• [Aim of the task]:
Could you repeat, word for word, every line from the one containing "of the metal" through the final line of the records below, and nothing else?

• [Provided entries]:
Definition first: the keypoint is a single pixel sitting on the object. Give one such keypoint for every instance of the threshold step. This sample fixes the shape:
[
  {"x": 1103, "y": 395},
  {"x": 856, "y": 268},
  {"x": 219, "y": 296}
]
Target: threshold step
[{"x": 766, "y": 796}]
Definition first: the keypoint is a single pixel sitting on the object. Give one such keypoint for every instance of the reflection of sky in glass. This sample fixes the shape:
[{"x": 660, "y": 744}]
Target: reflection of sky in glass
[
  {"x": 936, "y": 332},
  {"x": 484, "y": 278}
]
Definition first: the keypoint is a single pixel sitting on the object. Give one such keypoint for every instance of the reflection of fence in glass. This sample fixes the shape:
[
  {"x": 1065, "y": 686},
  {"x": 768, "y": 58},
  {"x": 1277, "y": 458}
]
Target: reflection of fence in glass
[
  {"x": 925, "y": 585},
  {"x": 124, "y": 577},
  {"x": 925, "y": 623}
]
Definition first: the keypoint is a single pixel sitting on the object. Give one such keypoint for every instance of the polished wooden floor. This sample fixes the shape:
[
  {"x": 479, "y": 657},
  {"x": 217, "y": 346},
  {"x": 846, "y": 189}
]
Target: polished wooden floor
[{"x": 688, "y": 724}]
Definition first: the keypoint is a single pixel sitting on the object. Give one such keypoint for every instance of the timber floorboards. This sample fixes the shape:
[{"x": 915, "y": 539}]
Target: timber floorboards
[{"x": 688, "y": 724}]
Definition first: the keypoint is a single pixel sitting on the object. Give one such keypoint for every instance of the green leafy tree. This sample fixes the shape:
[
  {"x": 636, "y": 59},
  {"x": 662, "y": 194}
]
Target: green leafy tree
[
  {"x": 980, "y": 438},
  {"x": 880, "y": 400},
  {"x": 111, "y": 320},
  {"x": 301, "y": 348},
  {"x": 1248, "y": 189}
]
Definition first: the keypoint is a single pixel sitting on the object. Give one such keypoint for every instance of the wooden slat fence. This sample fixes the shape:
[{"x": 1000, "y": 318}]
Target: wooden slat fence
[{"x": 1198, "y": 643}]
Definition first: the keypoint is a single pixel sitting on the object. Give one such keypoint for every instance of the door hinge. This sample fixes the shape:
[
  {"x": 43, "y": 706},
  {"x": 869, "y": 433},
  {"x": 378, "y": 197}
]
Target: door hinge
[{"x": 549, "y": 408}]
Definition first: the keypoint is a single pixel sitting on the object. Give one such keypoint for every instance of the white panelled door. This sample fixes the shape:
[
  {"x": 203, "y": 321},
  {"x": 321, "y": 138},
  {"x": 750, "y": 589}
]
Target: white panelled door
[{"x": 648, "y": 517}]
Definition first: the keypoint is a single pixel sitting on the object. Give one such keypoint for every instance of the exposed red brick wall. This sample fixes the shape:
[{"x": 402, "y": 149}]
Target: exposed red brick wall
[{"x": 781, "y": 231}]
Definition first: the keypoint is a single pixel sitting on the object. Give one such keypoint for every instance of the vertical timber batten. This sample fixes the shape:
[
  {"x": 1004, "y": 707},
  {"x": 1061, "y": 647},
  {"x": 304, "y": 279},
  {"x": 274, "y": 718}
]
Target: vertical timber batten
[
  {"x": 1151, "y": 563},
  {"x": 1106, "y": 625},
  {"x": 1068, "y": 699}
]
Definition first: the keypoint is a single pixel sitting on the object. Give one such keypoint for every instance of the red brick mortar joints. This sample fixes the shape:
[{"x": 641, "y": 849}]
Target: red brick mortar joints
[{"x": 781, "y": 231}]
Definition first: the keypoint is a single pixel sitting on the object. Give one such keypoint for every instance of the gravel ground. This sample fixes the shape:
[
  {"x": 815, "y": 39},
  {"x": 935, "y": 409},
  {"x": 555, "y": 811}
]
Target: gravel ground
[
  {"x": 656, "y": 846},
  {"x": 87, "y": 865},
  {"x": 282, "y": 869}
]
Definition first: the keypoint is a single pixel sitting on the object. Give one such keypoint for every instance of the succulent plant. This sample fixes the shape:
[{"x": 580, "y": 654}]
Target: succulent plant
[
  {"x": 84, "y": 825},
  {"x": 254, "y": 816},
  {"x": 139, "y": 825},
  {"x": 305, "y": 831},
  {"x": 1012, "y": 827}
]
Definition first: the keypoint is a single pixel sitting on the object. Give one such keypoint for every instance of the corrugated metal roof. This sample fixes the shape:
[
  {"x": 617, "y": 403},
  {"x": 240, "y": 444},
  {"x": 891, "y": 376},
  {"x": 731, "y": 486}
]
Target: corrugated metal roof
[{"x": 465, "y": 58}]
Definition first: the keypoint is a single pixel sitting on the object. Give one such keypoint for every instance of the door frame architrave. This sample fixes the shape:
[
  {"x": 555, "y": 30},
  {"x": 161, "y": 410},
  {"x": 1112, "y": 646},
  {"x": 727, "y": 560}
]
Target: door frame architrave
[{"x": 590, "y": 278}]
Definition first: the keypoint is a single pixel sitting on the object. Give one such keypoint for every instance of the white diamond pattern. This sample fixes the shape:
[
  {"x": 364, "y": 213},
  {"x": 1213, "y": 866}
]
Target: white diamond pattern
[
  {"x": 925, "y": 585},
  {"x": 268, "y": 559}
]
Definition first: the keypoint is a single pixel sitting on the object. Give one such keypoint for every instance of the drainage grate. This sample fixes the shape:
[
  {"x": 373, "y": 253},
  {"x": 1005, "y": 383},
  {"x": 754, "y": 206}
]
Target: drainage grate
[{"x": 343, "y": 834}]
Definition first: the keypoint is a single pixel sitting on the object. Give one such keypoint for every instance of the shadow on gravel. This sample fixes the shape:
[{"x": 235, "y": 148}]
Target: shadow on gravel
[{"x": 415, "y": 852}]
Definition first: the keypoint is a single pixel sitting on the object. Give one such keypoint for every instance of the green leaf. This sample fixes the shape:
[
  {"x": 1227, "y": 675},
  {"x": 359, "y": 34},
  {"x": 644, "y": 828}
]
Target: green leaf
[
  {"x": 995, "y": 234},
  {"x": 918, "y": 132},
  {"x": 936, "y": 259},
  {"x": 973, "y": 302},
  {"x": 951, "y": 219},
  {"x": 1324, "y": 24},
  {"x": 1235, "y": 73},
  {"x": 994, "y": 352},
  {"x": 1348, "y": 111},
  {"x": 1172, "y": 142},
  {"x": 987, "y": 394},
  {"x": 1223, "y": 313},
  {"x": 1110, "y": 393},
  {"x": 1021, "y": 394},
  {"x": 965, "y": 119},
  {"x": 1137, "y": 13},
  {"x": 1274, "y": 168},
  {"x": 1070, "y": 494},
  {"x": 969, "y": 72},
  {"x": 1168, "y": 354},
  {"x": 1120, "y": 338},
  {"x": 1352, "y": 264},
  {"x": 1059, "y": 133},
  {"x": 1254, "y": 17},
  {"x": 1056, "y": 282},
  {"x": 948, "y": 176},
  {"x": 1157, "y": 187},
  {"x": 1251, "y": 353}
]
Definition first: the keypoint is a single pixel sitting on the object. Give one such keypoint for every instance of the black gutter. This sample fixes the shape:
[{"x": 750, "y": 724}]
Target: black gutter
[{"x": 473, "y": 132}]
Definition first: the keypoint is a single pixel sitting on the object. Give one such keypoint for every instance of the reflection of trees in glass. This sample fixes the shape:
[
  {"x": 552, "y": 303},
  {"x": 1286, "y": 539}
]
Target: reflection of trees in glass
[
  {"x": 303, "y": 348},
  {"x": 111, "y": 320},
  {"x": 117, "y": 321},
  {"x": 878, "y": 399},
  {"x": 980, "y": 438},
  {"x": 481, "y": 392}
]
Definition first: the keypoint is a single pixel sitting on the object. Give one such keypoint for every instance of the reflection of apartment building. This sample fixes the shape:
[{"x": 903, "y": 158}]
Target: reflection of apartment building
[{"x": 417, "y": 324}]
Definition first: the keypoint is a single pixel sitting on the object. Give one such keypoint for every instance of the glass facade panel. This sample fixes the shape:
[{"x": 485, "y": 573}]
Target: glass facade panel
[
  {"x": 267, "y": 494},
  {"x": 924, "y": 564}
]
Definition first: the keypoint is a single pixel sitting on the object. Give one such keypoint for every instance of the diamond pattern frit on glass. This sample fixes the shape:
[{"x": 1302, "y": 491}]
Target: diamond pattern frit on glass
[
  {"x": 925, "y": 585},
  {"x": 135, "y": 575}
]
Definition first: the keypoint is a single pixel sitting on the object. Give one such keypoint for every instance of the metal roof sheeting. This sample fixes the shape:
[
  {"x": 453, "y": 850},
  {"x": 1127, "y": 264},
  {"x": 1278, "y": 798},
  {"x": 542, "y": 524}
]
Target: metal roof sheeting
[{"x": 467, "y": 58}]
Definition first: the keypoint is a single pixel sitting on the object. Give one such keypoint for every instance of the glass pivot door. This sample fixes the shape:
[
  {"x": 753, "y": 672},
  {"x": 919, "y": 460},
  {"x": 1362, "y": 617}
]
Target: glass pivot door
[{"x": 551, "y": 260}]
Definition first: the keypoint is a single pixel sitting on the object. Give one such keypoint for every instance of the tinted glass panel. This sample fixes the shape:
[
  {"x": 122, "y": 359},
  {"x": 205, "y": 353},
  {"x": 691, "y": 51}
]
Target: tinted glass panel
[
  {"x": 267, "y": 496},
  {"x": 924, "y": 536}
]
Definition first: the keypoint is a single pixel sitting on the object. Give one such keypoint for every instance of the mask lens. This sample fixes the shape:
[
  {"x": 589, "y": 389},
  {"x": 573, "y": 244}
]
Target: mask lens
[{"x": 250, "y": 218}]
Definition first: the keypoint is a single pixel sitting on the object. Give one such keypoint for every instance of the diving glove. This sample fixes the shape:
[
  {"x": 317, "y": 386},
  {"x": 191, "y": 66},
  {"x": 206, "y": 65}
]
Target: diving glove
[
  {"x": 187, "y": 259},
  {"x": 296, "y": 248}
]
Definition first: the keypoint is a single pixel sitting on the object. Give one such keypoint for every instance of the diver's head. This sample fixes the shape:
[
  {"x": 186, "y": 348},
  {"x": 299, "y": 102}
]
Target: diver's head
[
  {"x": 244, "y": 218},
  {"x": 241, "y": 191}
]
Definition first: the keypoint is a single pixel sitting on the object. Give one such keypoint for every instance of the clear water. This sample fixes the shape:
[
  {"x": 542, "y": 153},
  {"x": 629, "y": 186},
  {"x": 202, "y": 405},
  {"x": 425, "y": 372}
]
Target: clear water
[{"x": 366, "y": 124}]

• [Response]:
Definition first: the keypoint is a single pixel sitting on the object. Give one such keypoint for every instance of the metal roof sheeting. This sample fixes the shape:
[
  {"x": 453, "y": 850},
  {"x": 1127, "y": 264},
  {"x": 1278, "y": 798},
  {"x": 542, "y": 524}
]
Target: metal roof sheeting
[{"x": 467, "y": 58}]
Definition first: the keypoint is a single pixel sitting on the object. Give one such keypoint for every instance of the glass pivot door. This sample fixes the shape:
[
  {"x": 753, "y": 672},
  {"x": 919, "y": 460},
  {"x": 1362, "y": 617}
]
Target: glass pivot door
[{"x": 551, "y": 260}]
Definition first: the keypoint is a single pixel sitting on the object. Give one such keypoint for every instance of the tinted glass panel. This sample fixes the shape:
[
  {"x": 122, "y": 359},
  {"x": 205, "y": 353},
  {"x": 691, "y": 51}
]
Target: tinted glass panel
[
  {"x": 267, "y": 496},
  {"x": 924, "y": 536}
]
Definition first: the keypoint is a single pixel sitting on the object. Give one such keypoint for every instance of the mask lens. This sample fixes the shape:
[
  {"x": 589, "y": 389},
  {"x": 573, "y": 244}
]
Target: mask lens
[{"x": 250, "y": 218}]
Definition first: the keypoint is a single pixel sitting on the object. Give one such keypoint for every instance of the diving glove. This sample fixes the shape:
[
  {"x": 317, "y": 386},
  {"x": 191, "y": 66},
  {"x": 206, "y": 65}
]
Target: diving glove
[
  {"x": 187, "y": 259},
  {"x": 296, "y": 248}
]
Definition first: the keypoint is a single pixel sitting on the object. Give one such keypoint for every instance of the diver's head. This sample fixes the shape:
[
  {"x": 186, "y": 348},
  {"x": 299, "y": 102}
]
Target: diver's head
[
  {"x": 244, "y": 218},
  {"x": 241, "y": 191}
]
Definition first: the keypoint is a single pixel sitting on the object. Give one such keypoint for every instance of the clear water. This sample fixes the shape:
[
  {"x": 542, "y": 153},
  {"x": 629, "y": 186},
  {"x": 202, "y": 405},
  {"x": 425, "y": 372}
]
Target: clear water
[{"x": 366, "y": 124}]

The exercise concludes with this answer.